Provided text:
┄┄┄┄┄┄┄┄┄┄

Hello again everyone. I appreciate all the positive comments. Sorry for the lack of updates. Progress has been slow... but steady. 

I spent some time tossing around how to mount the rear eLevel sensors and decided to go with a variation similar to what Accuair offers on their B8 kit. Since I had to ditch my rear sway bar, I liked the idea of using their mounts for something. Below is what I came up with:

























Also, since I took 2mm off my wheels, they started to come into contact with my upper shock mount. Easy fix...busted out the grinder!









So, at this point all my suspension is DONE! Feels like I spent waaaaay too much time on something that is essentially bolt-in, but that's what I do best. Next I turned my attention towards the air management. Since I decided to hardline this using all AN fittings I went with Accuair's VU4 manifold with all NPT ports. This allows me to use my own fittings rather than their standard PTC fittings. However, it will be a little more of a wait before that shows up so I spent some time mounting my elevel ECU, relays and fuses. Originally everything was going to go on a bracket mounted in the spare tire well, but my creative juices started flowing and this is what I came up with:

The original concept. I decided to ditch the Stinger relays per Reno's suggestion at Accuair. Apparently they have been harmful to the ECU in the past, so I'd rather not play with fire:









































I started with a cardboard filler piece (show above), then coated it with fiberglass resin on the front side...then some fiberglass mat on the back side for support.









All wired up along with a final install pic:

















Tires still aren't in...it's killing me! So, I threw a front wheel on to get a visual of how low it will sit with my new side skirts and front end. Looking like I ought to be pretty close to the ground:









That's about it for now. Hopefully this weekend with be a productive one!

┄┄┄┄┄┄┄┄┄┄

(Dataset excerpts on pointing to objects)

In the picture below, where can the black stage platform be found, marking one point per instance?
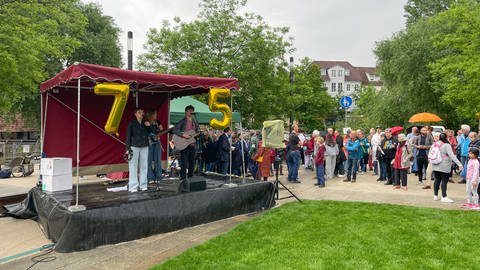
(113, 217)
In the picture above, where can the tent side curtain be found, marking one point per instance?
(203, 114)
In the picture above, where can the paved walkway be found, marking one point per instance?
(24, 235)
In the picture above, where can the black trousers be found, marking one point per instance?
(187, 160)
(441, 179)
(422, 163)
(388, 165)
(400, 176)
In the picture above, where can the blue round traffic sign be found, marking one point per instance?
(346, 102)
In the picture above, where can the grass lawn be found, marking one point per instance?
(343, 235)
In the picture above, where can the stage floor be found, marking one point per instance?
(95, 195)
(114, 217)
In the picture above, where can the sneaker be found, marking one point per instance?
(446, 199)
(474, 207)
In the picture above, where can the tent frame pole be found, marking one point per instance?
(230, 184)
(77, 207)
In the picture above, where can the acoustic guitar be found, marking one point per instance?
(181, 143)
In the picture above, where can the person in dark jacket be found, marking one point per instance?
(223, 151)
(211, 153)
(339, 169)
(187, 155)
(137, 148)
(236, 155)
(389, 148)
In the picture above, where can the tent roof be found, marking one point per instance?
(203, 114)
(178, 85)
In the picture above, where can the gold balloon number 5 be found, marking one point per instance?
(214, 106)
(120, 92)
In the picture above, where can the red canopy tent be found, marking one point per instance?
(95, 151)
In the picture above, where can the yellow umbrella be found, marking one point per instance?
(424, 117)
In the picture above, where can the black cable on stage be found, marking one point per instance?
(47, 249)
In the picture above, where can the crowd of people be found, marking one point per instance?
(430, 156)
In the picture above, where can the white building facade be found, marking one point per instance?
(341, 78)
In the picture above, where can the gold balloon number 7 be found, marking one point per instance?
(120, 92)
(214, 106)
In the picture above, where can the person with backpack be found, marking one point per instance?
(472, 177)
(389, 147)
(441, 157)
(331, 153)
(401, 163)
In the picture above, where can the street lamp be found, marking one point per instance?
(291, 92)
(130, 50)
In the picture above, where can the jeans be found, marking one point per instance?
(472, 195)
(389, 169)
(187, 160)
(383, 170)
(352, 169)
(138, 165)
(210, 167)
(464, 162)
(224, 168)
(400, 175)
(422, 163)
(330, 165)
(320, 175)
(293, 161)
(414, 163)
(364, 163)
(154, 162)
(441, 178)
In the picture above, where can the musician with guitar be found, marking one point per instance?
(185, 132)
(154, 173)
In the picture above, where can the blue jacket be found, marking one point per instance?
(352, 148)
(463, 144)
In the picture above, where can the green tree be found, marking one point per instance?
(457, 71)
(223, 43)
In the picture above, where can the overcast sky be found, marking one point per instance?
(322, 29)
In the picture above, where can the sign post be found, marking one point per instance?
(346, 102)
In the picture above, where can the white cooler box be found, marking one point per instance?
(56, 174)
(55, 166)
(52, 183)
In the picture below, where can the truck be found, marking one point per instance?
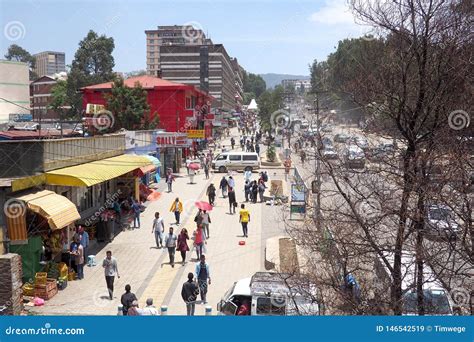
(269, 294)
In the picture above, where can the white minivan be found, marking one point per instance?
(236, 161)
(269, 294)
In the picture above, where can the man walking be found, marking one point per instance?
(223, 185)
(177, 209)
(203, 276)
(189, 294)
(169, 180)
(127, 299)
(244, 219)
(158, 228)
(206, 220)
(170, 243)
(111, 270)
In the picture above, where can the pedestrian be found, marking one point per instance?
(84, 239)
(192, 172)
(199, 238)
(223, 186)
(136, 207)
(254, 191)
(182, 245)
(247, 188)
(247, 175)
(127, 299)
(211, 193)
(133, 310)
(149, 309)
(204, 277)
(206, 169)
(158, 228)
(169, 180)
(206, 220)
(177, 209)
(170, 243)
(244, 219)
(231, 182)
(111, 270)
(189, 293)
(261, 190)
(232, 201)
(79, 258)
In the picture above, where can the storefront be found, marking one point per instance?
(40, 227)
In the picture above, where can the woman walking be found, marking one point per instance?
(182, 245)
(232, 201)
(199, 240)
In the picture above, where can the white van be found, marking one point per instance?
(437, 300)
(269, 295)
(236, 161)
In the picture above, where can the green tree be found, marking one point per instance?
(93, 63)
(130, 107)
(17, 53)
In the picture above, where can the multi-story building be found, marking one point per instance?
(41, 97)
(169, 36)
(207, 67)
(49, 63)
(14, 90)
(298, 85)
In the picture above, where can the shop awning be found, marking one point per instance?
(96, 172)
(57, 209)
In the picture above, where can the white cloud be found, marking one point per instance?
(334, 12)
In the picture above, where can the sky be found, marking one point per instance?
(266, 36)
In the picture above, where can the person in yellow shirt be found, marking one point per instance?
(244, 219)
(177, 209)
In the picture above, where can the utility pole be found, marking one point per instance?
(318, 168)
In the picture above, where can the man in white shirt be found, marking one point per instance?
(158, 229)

┄┄┄┄┄┄┄┄┄┄

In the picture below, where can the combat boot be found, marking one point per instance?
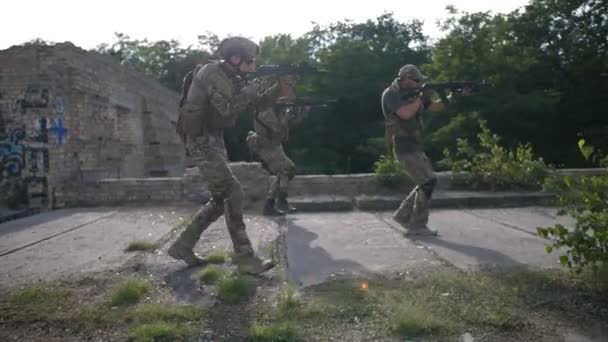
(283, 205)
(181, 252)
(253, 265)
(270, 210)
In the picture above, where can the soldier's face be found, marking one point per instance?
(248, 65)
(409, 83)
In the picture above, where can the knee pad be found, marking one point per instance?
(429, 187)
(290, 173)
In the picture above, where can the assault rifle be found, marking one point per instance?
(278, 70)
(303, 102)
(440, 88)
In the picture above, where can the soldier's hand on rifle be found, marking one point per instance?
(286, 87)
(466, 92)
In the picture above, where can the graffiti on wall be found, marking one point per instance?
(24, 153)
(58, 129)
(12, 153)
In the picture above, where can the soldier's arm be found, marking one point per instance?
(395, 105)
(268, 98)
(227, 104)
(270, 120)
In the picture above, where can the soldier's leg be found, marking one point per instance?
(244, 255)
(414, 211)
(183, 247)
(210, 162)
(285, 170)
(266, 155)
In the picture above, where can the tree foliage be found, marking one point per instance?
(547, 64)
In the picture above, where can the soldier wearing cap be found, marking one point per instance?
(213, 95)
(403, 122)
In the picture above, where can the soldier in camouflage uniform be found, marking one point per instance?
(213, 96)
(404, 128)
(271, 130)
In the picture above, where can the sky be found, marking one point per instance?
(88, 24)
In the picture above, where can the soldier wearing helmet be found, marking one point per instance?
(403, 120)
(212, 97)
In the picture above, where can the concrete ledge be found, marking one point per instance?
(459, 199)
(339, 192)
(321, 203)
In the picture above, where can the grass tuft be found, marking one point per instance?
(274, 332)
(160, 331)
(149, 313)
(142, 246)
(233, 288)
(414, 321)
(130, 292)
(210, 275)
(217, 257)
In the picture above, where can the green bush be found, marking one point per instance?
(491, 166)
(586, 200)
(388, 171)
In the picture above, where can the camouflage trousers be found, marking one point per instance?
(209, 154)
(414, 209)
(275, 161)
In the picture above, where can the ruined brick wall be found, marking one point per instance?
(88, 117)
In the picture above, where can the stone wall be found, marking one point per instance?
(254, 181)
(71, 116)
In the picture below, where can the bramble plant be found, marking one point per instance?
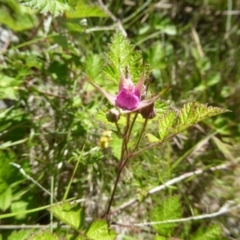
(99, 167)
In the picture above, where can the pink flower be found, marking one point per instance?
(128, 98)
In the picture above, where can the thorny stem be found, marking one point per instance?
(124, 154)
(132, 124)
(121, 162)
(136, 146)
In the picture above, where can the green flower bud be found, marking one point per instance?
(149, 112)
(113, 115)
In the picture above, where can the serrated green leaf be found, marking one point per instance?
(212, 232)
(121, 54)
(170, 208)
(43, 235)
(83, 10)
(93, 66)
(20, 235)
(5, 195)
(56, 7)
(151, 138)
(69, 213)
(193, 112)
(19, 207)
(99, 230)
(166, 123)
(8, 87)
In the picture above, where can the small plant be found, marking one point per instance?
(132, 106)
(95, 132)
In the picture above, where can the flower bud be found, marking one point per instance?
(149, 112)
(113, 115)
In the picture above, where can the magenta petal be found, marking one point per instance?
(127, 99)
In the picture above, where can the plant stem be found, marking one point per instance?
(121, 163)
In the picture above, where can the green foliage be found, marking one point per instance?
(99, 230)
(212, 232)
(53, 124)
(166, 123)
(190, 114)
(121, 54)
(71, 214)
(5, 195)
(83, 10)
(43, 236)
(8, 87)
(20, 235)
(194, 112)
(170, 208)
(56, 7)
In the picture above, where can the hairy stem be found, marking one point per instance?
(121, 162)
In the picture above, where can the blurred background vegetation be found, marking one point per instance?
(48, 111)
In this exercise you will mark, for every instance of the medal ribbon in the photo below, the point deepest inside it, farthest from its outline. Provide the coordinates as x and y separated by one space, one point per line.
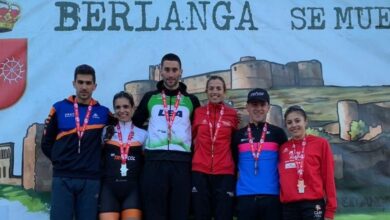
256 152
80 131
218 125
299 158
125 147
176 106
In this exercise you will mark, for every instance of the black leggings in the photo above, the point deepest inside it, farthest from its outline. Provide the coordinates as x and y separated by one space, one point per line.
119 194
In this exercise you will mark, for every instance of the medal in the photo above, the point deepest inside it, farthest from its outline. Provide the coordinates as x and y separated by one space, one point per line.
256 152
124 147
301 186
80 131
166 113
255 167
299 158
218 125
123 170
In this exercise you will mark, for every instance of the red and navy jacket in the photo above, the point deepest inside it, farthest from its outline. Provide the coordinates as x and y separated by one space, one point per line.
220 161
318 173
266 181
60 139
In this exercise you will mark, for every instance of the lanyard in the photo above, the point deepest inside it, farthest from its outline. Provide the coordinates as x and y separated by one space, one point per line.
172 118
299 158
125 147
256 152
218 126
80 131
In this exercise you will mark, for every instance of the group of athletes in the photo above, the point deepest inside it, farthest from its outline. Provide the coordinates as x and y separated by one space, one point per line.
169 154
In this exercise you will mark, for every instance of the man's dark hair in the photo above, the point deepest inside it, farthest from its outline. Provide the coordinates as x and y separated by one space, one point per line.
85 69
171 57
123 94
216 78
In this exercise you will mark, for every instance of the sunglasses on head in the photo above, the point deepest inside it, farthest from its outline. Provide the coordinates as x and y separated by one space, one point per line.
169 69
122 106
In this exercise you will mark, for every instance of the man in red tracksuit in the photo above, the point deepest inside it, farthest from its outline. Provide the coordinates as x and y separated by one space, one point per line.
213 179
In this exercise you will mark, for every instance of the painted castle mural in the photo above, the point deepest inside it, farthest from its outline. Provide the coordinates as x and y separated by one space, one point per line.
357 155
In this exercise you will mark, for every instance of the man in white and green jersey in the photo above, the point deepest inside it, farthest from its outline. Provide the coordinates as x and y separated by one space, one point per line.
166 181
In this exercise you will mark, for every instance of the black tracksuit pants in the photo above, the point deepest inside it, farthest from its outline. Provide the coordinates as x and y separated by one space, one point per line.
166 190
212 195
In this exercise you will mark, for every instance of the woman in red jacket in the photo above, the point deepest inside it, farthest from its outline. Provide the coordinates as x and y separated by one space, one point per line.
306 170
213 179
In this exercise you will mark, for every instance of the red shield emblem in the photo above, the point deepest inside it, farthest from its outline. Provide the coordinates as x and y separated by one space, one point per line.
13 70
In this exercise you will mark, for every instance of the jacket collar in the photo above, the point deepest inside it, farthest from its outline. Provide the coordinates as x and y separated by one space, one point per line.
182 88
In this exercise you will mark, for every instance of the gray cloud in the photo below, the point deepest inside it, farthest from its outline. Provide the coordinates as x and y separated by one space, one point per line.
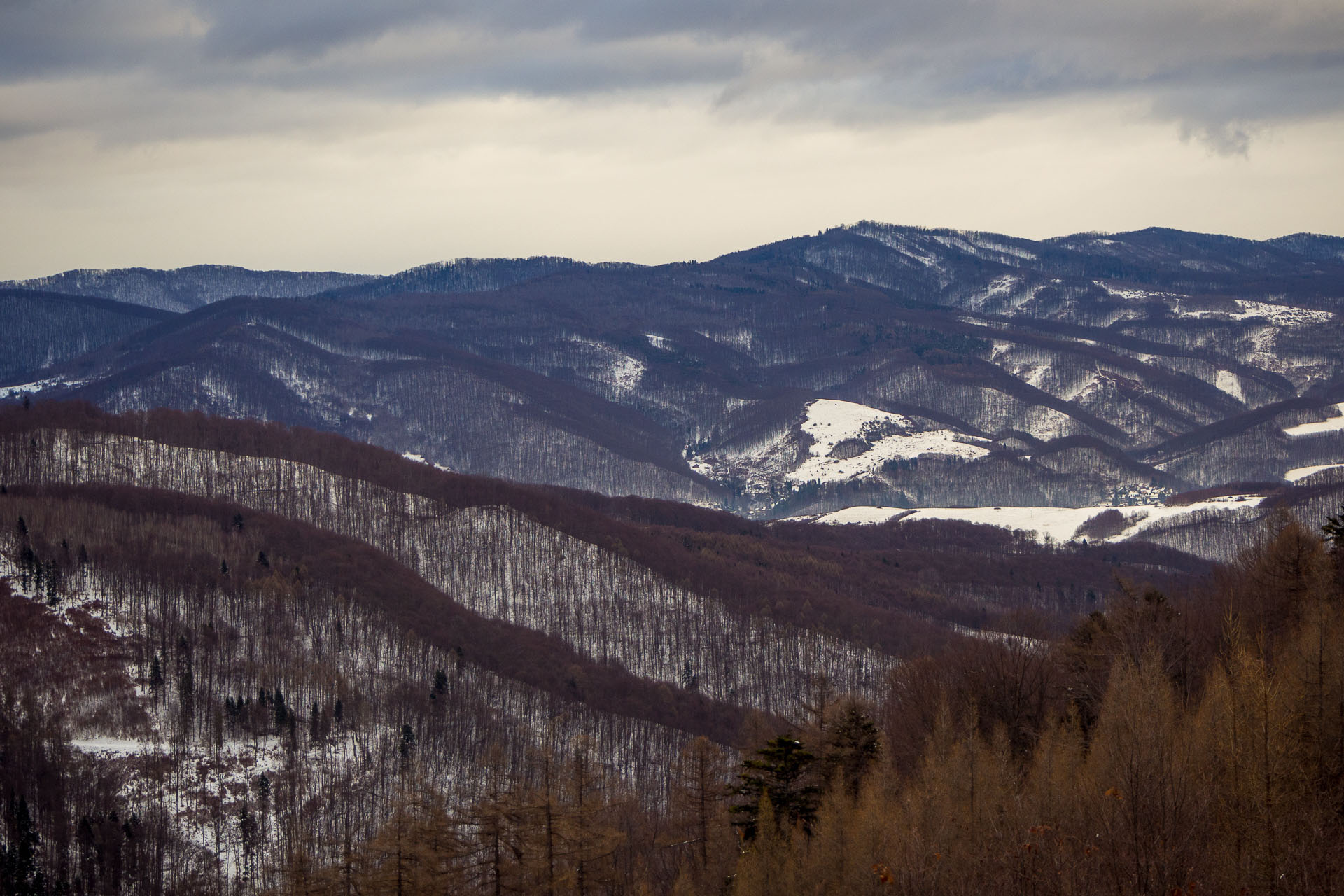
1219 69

┄┄┄┄┄┄┄┄┄┄

Short problem 1:
In the suspension build thread, which manifold was chosen for the air management?
Short problem 2:
Echo the suspension build thread from "I started with" to "side for support.".
Short problem 3:
Write what follows in the suspension build thread, starting after its last sentence.

Task result 1:
Accuair's VU4 manifold with all NPT ports.

Task result 2:
I started with a cardboard filler piece (show above), then coated it with fiberglass resin on the front side...then some fiberglass mat on the back side for support.

Task result 3:
----------



## 85vrcoupe (Oct 7, 2002)

Can't wait to see it with tires on and it laid out on the ground :thumbup:


----------



## 03_uni-B (Sep 6, 2005)

Awesome update :thumbup:
and great work on the trunk setup, really clean work :thumbup::thumbup:


----------



## LOWFORM (Aug 23, 2013)

Hello everyone! Sorry for the lack of updates. With my limited free time, every minute has being consumed getting this car ready for Wuste. It's amazing how long the simplest takes can take, but that is what I have loved about this build...I never had a real deadline and I could really enjoy each detail and over think every step of the build.

Anyhow, last time I posted I was waiting on my tires. I went with Toyo Proxes T1 Sports in a 245/30ZR20 and I love them! They stretch beautifully on my 10" wide wheels and drive very smooth and quiet. Below are a few photos:


























There were a few moments through this build that I would consider the highlights and getting the wheels on was certainly towards the top. There was always a certain amount of 'unknown' as to whether I would be able to tuck as much wheel with the tires on....and everything fit perfect! Clearance was ridiculously close, which is awesome! []

Next on my list was to install my Accuair eLevel. Accuair suggest you mount their module outside the vehicle, but only gives about four feet of cable to accomplish that. I wanted my eLevel neatly (and symmetrically) placed behind my back bumper (new S4 rear bumper, btw), so the only way to achieve this was to tediously cut, solder, end extend each of the wires in the harness. Because I'm neurotic, I also bought color coded wiring to match the colors supplied in the Accuair harness.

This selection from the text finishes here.